(Beginning of EXTRACTED RECORDS)

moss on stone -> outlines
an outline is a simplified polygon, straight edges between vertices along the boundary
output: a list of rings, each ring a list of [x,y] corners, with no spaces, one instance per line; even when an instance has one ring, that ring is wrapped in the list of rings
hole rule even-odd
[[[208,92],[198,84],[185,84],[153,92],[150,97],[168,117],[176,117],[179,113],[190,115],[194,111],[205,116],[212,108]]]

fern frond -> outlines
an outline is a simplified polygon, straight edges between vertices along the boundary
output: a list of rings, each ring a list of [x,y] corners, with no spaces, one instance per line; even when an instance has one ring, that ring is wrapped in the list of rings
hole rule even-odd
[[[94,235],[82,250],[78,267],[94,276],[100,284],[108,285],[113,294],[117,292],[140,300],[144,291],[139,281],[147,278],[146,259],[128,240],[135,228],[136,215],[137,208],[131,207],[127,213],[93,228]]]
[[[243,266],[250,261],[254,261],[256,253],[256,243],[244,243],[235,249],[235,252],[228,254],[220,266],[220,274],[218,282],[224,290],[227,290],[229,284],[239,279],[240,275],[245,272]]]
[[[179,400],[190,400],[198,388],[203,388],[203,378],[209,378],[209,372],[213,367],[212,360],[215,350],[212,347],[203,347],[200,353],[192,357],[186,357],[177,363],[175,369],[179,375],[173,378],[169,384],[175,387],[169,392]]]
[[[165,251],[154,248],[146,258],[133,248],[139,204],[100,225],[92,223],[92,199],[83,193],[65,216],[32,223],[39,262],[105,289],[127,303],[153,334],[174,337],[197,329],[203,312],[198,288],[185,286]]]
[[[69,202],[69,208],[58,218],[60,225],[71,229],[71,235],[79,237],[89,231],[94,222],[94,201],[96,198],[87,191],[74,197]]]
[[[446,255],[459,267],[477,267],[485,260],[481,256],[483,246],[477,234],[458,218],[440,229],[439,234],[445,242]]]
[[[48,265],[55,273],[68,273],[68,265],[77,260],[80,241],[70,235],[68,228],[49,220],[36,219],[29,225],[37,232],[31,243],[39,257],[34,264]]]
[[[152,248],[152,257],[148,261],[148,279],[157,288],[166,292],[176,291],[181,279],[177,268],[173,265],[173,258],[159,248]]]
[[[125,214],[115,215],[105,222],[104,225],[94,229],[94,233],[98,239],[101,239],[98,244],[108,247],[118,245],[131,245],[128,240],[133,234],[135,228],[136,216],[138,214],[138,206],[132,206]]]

(End of EXTRACTED RECORDS)

__YOUR GOAL__: What you write must match the material above exactly and in full.

__RESPONSE AREA__:
moss on stone -> outlines
an outline is a simplified polygon, straight edges between vertices along the boundary
output: a list of rings, each ring a list of [x,y] corners, with no spaces, one instance per line; even when an instance has one ring, that ring is wrapped in the list of rings
hole rule even-odd
[[[208,92],[198,84],[185,84],[153,92],[150,97],[168,117],[176,117],[179,113],[190,115],[194,111],[205,116],[212,108]]]

fern frond -> outlines
an outline is a simplified polygon, straight edges between vertices along the boundary
output: a list of rings, each ring a list of [x,y] corners, with no spaces, one instance per line; even when an instance has one ring, that ring is wrapped in the list of rings
hole rule even-odd
[[[94,235],[82,250],[78,267],[94,276],[100,284],[108,285],[113,294],[117,292],[140,300],[144,291],[139,281],[147,278],[146,259],[128,240],[135,228],[136,215],[137,208],[131,207],[127,213],[93,228]]]
[[[243,266],[250,261],[254,261],[256,253],[256,243],[244,243],[235,249],[235,252],[228,254],[220,266],[220,274],[218,282],[224,290],[227,290],[229,284],[239,279],[240,275],[245,272]]]
[[[179,400],[190,400],[198,388],[203,388],[203,378],[209,378],[209,372],[213,367],[212,360],[215,350],[212,347],[203,347],[200,353],[192,357],[186,357],[177,363],[175,369],[179,375],[173,378],[169,384],[175,387],[169,392]]]
[[[165,251],[154,248],[146,258],[133,248],[139,204],[100,225],[92,223],[92,199],[83,193],[65,216],[32,223],[39,262],[105,289],[127,303],[153,334],[174,337],[197,329],[203,312],[198,288],[185,286]]]
[[[69,202],[69,208],[58,218],[60,225],[71,229],[71,235],[79,237],[89,231],[94,222],[94,201],[96,198],[87,191],[74,197]]]
[[[446,255],[459,267],[477,267],[485,260],[481,256],[483,246],[477,234],[458,218],[440,229],[439,234],[445,242]]]
[[[48,265],[55,273],[68,273],[68,265],[77,260],[80,241],[70,235],[68,228],[49,220],[36,219],[29,225],[37,232],[31,243],[39,257],[34,264]]]
[[[152,248],[152,257],[148,261],[148,279],[157,288],[166,292],[176,291],[181,279],[177,268],[173,265],[173,258],[159,248]]]
[[[125,214],[115,215],[105,222],[104,225],[94,229],[94,233],[98,239],[101,239],[98,244],[108,247],[118,245],[131,245],[128,240],[133,234],[135,228],[136,216],[138,214],[138,206],[132,206]]]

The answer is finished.